— START OF Information supplied —

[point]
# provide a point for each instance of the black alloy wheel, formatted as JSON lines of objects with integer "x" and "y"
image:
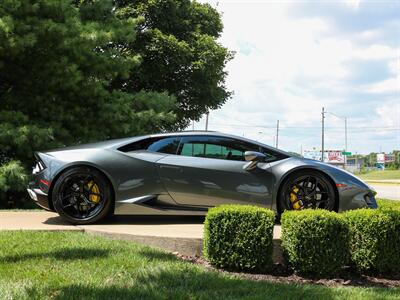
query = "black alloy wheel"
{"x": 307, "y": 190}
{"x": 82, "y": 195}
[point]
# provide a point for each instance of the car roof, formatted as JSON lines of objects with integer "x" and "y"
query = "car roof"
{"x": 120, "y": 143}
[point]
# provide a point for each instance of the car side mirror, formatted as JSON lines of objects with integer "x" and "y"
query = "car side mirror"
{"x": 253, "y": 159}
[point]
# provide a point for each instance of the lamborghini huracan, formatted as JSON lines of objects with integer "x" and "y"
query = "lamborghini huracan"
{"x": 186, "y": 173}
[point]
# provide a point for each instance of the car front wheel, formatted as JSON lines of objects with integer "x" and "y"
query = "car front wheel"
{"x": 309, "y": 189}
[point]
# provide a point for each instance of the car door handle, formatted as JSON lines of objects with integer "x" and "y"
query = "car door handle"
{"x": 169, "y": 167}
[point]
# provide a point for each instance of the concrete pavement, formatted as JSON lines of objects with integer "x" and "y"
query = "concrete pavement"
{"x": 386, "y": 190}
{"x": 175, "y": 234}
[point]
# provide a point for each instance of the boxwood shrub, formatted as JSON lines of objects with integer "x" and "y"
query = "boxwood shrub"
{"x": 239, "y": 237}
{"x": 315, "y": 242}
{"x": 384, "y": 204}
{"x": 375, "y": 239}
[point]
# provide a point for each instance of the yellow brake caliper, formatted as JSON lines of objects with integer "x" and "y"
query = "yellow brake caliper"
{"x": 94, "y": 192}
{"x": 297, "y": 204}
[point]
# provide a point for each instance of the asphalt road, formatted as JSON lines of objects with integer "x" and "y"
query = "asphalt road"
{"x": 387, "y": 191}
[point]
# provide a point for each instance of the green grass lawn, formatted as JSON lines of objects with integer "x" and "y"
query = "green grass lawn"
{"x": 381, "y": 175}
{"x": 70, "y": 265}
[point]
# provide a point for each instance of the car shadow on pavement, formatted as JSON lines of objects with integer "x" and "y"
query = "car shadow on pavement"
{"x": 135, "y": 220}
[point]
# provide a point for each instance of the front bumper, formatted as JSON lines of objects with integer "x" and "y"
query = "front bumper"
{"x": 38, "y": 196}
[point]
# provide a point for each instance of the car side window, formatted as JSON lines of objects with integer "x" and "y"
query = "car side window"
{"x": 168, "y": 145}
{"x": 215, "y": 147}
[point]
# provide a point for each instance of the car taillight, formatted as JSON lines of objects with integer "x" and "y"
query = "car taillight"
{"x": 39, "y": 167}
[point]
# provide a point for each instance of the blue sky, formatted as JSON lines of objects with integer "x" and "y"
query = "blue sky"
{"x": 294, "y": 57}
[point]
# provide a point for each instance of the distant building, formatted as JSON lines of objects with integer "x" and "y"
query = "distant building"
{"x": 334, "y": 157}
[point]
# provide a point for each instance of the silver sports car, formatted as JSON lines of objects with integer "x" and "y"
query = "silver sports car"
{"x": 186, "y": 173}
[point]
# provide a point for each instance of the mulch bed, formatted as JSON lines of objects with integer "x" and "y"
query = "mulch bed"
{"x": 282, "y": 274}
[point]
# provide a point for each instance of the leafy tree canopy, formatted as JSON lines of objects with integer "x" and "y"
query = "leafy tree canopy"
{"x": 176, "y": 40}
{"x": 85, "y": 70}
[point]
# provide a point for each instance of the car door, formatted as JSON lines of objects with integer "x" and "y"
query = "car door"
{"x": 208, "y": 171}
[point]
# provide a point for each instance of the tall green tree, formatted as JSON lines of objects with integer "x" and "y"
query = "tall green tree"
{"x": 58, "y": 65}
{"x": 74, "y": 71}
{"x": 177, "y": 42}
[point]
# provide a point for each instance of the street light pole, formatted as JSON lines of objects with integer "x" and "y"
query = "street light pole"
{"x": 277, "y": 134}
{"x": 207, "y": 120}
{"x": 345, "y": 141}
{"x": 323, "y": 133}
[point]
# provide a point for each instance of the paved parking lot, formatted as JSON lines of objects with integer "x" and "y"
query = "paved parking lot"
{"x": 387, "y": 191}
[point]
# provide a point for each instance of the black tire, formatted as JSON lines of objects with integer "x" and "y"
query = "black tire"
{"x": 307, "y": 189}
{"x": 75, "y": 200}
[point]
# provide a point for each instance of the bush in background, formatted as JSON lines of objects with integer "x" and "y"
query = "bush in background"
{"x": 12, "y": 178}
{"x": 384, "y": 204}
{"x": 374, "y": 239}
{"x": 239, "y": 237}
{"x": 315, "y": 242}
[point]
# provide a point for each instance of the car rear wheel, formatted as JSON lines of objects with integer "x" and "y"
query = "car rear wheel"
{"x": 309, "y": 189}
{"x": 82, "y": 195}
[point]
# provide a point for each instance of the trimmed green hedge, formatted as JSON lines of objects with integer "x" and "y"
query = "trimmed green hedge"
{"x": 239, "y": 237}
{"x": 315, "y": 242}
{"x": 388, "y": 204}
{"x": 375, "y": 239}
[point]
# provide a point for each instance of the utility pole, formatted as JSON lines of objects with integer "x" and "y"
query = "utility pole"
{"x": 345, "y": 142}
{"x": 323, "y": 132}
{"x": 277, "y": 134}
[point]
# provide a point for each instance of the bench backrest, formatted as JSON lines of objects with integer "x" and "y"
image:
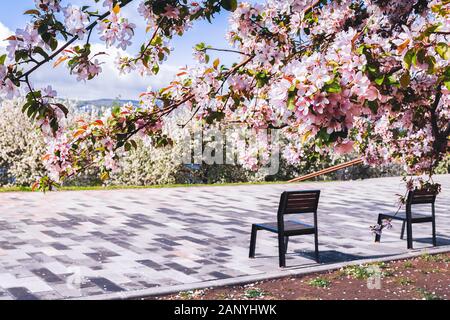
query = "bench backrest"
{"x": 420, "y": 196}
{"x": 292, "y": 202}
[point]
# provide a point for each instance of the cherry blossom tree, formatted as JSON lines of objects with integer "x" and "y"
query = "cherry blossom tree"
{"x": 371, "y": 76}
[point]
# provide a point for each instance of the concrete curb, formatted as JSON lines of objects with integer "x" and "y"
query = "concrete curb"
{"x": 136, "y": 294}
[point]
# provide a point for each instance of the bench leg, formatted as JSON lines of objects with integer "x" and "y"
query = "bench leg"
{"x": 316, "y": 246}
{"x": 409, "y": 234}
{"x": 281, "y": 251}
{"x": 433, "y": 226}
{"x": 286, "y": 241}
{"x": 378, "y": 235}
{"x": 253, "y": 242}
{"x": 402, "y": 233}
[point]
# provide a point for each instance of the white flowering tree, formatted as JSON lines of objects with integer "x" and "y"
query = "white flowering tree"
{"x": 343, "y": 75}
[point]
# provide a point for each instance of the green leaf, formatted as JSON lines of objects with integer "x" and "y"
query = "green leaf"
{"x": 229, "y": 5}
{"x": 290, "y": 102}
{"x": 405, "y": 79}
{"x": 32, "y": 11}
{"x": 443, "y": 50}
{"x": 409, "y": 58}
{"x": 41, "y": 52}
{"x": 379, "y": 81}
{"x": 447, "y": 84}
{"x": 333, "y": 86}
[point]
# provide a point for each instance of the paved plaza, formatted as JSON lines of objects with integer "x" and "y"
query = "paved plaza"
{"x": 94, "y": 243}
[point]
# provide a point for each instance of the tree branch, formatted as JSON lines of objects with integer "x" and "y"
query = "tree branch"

— END OF Information supplied —

Pictures are excluded; copy every other part of the records exactly.

*Exercise result*
[point]
# provide a point for each instance of the black alloy wheel, formatted as JSON lines of objects with integer "x" and "y"
image:
query = "black alloy wheel"
{"x": 307, "y": 190}
{"x": 82, "y": 195}
[point]
# provide a point for each instance of the car roof, formatted as JSON lines of objects with integer "x" and "y"
query = "car roof"
{"x": 120, "y": 143}
[point]
# provide a point for each instance of the car side mirror, formatted as JSON lines of objects with integer "x" and "y"
query = "car side mirror"
{"x": 253, "y": 159}
[point]
# provide a point for each instance of the lamborghini huracan, formatted as JSON lines of objects with integer "x" and "y"
query = "lamborghini huracan"
{"x": 186, "y": 173}
[point]
# provide a point for each instance of the car front wheel, formatted as JSON lines of objects with integer "x" and "y"
query = "car front wheel"
{"x": 309, "y": 189}
[point]
# provide a point for each instance of the car door handle, formatted as JSON lines of objects with integer "x" and "y"
query = "car door handle"
{"x": 169, "y": 167}
[point]
# provide a point for each instance of the concrete pavement, formatted as JSON lines of objects with integer "x" and "y"
query = "concrete pavement"
{"x": 386, "y": 190}
{"x": 175, "y": 234}
[point]
# provide a point for each instance of the boxwood shrub, formatted as JSON lines of objects with integer "x" and "y"
query = "boxwood shrub"
{"x": 239, "y": 237}
{"x": 315, "y": 242}
{"x": 384, "y": 204}
{"x": 375, "y": 239}
[point]
# provide a point for each instance of the yellow brake caliper, formatted as JSON lines of objects with integer "x" and "y"
query = "yellow brake caliper"
{"x": 94, "y": 192}
{"x": 297, "y": 204}
[point]
# provide a point for each instance of the asphalt road, formatted as JSON lines of objects with integer "x" and "y"
query = "asphalt road"
{"x": 387, "y": 191}
[point]
# provide a point for each instance of the green grass lawn, formatted as JSON lines of objects with integer "x" and "y"
query = "green grass lawn"
{"x": 381, "y": 175}
{"x": 70, "y": 265}
[point]
# provide a point for each instance of the car shadow on pavement, formatted as JSON lines of objects with integer "x" and "y"
query = "car shadow on pavement"
{"x": 135, "y": 220}
[point]
# provide a point for each instance of the front bumper, formatted as JSON lines of objects with integer "x" and "y"
query = "front bumper"
{"x": 38, "y": 196}
[point]
# provide a point for each instance of the car side window, formatted as JSON lines of objects with integer "x" and "y"
query = "car side window"
{"x": 168, "y": 145}
{"x": 215, "y": 147}
[point]
# provide a point for each instance of the car taillight, formatted as JSON lines of objects with integer "x" and "y"
query = "car taillight"
{"x": 39, "y": 167}
[point]
# provide a point for each instance of the blue sky, formatted as JSON lines of objects with integer "x" and "y"
query = "blue sky"
{"x": 294, "y": 57}
[point]
# provide a point for each instance of the distant building, formatted as JSON lines of objects with integer "x" and "y"
query = "distant building"
{"x": 334, "y": 157}
[point]
# provide a point for each instance of the silver sports car, formatted as JSON lines of objects with integer "x" and "y"
query = "silver sports car"
{"x": 186, "y": 173}
[point]
# provide a point for each instance of the mulch bed, formatted as JSON lines of objects with integer "x" and "y"
query = "mulch bed"
{"x": 282, "y": 274}
[point]
# provide a point for each instance of the leafy tree canopy, formatted as JSON lines of objects with integer "x" and "y"
query = "leafy tree canopy"
{"x": 176, "y": 40}
{"x": 85, "y": 70}
[point]
# provide a point for each instance of the car door, formatted as JSON lines of objects with integer "x" and "y"
query = "car door"
{"x": 208, "y": 171}
[point]
# provide a point for each instance of the tall green tree, formatted as JSON lines of objects with integer "x" and "y"
query = "tall green tree"
{"x": 58, "y": 65}
{"x": 74, "y": 71}
{"x": 177, "y": 42}
[point]
# provide a point for each instance of the street light pole, formatted as JSON lines of objects with integer "x" and "y"
query = "street light pole"
{"x": 277, "y": 134}
{"x": 207, "y": 120}
{"x": 345, "y": 141}
{"x": 323, "y": 133}
[point]
# provide a point for each instance of the paved parking lot, formatted as JSON lines of objects with integer "x" and "y"
query = "paved parking lot"
{"x": 387, "y": 191}
[point]
# provide a point for each instance of the black tire, formatted as JSON lines of objects with integer "x" and "y"
query = "black tire"
{"x": 307, "y": 189}
{"x": 75, "y": 200}
[point]
# provide a point for each instance of the bush in background, formatted as JSON lines of objects with integer "x" and "y"
query = "bush in background"
{"x": 12, "y": 178}
{"x": 384, "y": 204}
{"x": 374, "y": 239}
{"x": 239, "y": 237}
{"x": 315, "y": 242}
[point]
# provide a point for each instance of the car rear wheel, formatted as JSON lines of objects with integer "x" and "y"
query = "car rear wheel"
{"x": 309, "y": 189}
{"x": 82, "y": 195}
[point]
# provide a point for each instance of the trimmed green hedge, formatted as JSON lines of objects with integer "x" and "y"
query = "trimmed green hedge"
{"x": 239, "y": 237}
{"x": 315, "y": 242}
{"x": 388, "y": 204}
{"x": 375, "y": 239}
[point]
# provide a point for each instance of the utility pole, formatted as JSON lines of objects with integer "x" and "y"
query = "utility pole"
{"x": 345, "y": 142}
{"x": 323, "y": 132}
{"x": 277, "y": 134}
[point]
# provide a point for each instance of the bench backrest, formatted as JSON lines of objects with integer "x" and "y"
image:
query = "bench backrest"
{"x": 420, "y": 196}
{"x": 292, "y": 202}
[point]
# provide a point for each instance of the cherry blossom tree, formatted as JSON lines of objects with integer "x" and "y"
query = "cherry blossom tree"
{"x": 371, "y": 76}
[point]
# provide a point for each instance of the concrete curb, formatted as JSON lines of objects with integer "x" and "y"
query = "concrete curb"
{"x": 136, "y": 294}
[point]
# provide a point for each instance of the bench leg, formatted as JSON lines of objects with integer "x" and "y"
query = "bench leg"
{"x": 316, "y": 246}
{"x": 409, "y": 234}
{"x": 281, "y": 251}
{"x": 433, "y": 226}
{"x": 286, "y": 241}
{"x": 378, "y": 235}
{"x": 253, "y": 242}
{"x": 402, "y": 233}
[point]
# provide a point for each instance of the white flowering tree, formatted as JSON lines of objects with integer "x" and "y"
query = "white flowering tree"
{"x": 343, "y": 75}
[point]
# provide a point for each instance of the green leaf, formatted as JSON lines of objects with integer "x" and "y"
query = "green leaf"
{"x": 229, "y": 5}
{"x": 290, "y": 102}
{"x": 405, "y": 79}
{"x": 32, "y": 11}
{"x": 443, "y": 50}
{"x": 409, "y": 58}
{"x": 41, "y": 52}
{"x": 379, "y": 81}
{"x": 447, "y": 84}
{"x": 333, "y": 86}
[point]
# provide a point for each instance of the paved plaza, formatted as JSON lines of objects with integer "x" and "y"
query = "paved plaza"
{"x": 94, "y": 243}
[point]
# provide a point for each instance of the tree branch, formatted as JSON lines of objects with integer "x" and "y"
query = "tree branch"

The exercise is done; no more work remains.